**To do**
- a) Reproduce the aquaporin article's text word for word, everything from "Sep. 25, 2006" down to "conduction of ions.".
- b) According to the aquaporin article, what signaling nucleotide controls gating of the central pore?

**Excerpt to read**
———
Sep. 25, 2006 Using computer simulations and experimental results, researchers at the University of Illinois at Urbana-Champaign and the University of Arizona have identified a key component of the gating mechanism in aquaporins that controls both the passage of water and the conduction of ions.
Aquaporins are a class of proteins that form membrane channels in cell walls and allow for water movement between a cell and its surroundings. A number of aquaporins, including aquaporin-1, have been found to function as ion channels, as well.
"Understanding the molecular mechanism behind gating in membrane channels could lead to more effective protein engineering," said Emad Tajkhorshid, a professor of biochemistry at Illinois and a researcher at the Beckman Institute for Advanced Science and Technology.
In work funded by the National Institutes of Health, Tajkhorshid and co-workers show that the same protein can be used as a water channel or an ion channel depending on the signaling pathway activated in the cell. The scientists report their findings in the September issue of the journal Structure. Taking advantage of the known crystal structure of aquaporin-1 and the power of molecular dynamics simulations, the researchers explored the central pore as a candidate pathway for conducting ions. Gating of the central pore is controlled by cyclic guanosine monophosphate, a signaling nucleotide inside the cell, which induces a conformational change in one of the aquaporin loops (loop D).
———
**Source information**

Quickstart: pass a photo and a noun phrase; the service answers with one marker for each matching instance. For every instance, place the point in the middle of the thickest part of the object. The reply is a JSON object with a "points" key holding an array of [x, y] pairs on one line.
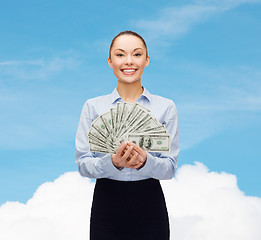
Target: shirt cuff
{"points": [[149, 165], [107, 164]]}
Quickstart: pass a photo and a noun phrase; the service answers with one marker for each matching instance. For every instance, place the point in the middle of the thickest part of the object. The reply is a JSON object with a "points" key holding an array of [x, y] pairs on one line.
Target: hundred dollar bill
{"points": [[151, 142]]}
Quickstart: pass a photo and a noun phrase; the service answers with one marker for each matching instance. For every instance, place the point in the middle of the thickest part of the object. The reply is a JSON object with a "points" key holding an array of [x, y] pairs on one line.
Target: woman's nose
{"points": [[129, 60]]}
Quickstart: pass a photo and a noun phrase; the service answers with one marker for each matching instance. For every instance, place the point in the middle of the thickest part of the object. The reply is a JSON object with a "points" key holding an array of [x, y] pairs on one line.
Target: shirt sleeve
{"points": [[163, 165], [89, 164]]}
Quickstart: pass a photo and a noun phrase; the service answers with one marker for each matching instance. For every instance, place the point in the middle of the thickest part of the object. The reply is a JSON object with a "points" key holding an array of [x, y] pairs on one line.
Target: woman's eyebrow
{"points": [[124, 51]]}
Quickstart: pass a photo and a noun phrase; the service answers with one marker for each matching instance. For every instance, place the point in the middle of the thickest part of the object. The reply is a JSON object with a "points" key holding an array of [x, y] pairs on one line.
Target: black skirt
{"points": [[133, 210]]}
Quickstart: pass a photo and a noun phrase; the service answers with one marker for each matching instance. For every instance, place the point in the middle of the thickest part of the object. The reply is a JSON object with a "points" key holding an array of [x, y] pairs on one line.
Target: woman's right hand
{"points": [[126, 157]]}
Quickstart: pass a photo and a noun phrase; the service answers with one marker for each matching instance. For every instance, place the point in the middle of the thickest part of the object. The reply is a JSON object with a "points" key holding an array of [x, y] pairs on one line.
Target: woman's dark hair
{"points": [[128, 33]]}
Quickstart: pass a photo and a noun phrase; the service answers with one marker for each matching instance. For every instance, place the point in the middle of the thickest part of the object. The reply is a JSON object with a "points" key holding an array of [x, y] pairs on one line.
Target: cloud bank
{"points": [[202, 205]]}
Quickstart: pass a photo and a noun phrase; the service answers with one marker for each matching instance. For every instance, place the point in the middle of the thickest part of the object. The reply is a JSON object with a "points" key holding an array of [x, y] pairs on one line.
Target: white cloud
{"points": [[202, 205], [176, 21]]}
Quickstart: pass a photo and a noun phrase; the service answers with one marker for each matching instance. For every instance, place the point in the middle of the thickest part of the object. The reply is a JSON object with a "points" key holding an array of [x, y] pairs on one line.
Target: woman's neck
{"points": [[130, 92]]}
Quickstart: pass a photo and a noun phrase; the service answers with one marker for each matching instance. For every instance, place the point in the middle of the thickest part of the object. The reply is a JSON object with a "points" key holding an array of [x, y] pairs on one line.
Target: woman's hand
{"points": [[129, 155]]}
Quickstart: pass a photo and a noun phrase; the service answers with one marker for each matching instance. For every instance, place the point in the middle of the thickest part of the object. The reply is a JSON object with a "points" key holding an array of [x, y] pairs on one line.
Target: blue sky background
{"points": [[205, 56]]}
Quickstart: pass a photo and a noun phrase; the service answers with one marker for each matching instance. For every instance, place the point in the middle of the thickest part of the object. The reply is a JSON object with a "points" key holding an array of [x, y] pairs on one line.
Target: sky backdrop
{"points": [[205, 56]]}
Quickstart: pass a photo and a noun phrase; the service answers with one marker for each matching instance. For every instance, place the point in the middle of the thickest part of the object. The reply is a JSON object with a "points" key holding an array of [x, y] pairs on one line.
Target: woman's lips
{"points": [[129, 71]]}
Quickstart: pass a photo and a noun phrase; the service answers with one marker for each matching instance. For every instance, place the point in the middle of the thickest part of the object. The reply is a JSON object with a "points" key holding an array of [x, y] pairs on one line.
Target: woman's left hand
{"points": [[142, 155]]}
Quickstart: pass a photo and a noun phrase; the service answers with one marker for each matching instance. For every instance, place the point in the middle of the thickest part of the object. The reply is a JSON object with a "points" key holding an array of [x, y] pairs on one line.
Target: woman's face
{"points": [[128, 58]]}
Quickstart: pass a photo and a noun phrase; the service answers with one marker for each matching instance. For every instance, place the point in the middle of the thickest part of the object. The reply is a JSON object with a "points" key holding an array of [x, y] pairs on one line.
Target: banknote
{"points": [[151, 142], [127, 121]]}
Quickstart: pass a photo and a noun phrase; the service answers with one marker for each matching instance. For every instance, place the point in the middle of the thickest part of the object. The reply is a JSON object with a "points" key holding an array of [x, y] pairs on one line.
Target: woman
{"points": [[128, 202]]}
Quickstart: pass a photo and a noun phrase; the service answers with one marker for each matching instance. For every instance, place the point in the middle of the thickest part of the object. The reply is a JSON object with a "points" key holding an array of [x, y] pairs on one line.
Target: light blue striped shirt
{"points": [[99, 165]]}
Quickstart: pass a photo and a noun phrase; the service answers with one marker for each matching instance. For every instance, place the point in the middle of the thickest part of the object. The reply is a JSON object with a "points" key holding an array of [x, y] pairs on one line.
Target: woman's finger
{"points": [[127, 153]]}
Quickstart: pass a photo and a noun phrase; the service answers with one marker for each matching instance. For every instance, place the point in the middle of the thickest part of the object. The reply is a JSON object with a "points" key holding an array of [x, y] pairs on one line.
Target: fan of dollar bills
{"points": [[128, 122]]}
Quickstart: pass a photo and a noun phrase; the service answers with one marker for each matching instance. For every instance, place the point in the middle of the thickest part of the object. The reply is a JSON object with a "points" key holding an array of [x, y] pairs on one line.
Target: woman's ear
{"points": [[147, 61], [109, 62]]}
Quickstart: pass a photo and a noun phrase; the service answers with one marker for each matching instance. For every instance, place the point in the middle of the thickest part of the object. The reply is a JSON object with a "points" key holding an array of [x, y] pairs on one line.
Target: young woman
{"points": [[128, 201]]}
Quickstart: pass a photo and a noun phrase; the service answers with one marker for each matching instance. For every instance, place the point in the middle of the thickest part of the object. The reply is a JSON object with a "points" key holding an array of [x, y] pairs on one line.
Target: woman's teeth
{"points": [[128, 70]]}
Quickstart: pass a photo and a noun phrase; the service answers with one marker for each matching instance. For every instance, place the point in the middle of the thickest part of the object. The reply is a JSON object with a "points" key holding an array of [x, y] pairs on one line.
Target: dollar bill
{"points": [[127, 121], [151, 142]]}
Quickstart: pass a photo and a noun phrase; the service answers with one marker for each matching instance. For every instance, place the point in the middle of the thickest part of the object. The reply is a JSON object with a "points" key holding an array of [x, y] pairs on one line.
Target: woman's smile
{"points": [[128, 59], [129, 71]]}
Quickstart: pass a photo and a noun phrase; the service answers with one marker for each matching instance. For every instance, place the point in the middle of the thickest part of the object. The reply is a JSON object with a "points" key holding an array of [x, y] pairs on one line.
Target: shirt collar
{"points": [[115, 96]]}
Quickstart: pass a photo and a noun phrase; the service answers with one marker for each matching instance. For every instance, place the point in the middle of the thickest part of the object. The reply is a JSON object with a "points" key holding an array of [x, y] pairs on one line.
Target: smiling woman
———
**List of answers**
- a)
Sep. 25, 2006 Using computer simulations and experimental results, researchers at the University of Illinois at Urbana-Champaign and the University of Arizona have identified a key component of the gating mechanism in aquaporins that controls both the passage of water and the conduction of ions.

- b) Cyclic guanosine monophosphate controls gating of the central pore.